Условие задачи
Назовите всех людей, упомянутых по имени в приведенном ниже отрывке беседы о Мунке.

Уже уходя с выставки, я замер у другого автопортрета, написанного в 1940 году, когда Мунку было 77. На нем художник был невероятно похож на Бродского, каким бы тот стал, если бы дожил до этих лет. Завитки редких волос, как зародыш лаврового венка, обветренное годами лицо беспощадно кирпичного цвета, угрюмая складка опущенных губ и тихое, северное, протестантское упрямство. За окном, конечно, зима, которую Бродский называл “честным временем года”.

(Музыка)

Александр Генис: Мы продолжаем новый выпуск “Картинок с выставки”, посвященный позднему творчеству Мунка. К нашей беседе присоединяется культуролог и музыковед Соломон Волков.

Соломон, вы хорошо знали Бродского, тем более что ваша жена Марианна выпустила целую книгу его портретов.

Соломон Волков: С вашими, между прочим, заметками на этот счет.

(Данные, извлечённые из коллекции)

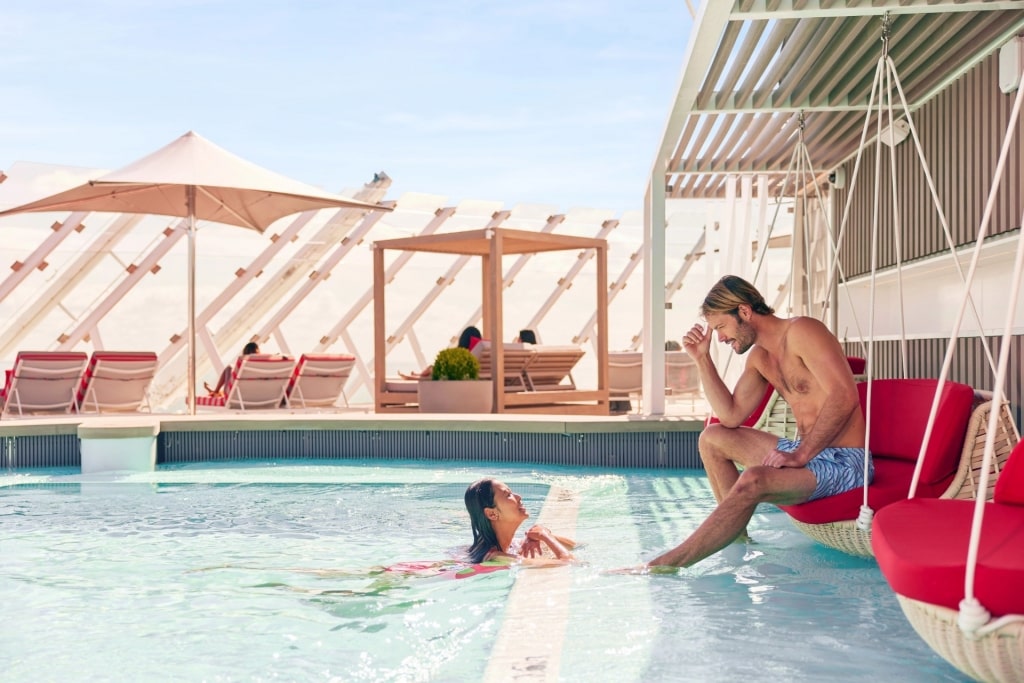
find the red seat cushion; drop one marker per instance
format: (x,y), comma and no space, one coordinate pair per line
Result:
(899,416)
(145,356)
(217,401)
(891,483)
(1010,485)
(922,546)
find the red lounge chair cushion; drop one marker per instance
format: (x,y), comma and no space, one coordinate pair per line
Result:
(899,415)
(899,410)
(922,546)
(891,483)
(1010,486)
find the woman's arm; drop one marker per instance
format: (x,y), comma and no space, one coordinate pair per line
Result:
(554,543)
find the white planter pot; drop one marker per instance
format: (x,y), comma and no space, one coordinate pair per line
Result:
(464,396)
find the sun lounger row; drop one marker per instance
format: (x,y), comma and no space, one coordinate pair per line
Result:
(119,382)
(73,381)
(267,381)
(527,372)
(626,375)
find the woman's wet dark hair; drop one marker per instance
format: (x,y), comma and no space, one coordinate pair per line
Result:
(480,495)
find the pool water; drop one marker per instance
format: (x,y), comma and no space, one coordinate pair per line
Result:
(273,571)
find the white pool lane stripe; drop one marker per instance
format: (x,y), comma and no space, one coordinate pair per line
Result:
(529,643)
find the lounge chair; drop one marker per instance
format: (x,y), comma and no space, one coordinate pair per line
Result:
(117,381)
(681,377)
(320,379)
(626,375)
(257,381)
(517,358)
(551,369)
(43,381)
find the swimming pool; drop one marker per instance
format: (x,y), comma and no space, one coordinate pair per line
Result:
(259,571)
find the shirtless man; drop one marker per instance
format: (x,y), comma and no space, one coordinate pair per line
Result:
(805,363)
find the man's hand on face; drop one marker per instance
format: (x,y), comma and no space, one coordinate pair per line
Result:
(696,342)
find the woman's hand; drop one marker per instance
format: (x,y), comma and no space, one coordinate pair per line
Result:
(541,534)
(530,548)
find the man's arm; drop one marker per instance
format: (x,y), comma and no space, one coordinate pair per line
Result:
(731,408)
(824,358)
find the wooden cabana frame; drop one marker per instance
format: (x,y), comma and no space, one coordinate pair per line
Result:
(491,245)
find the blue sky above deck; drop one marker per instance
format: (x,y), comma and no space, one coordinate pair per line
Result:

Полный ответ
Мунк, Бродский, Александр Генис, Соломон Волков, Марианна.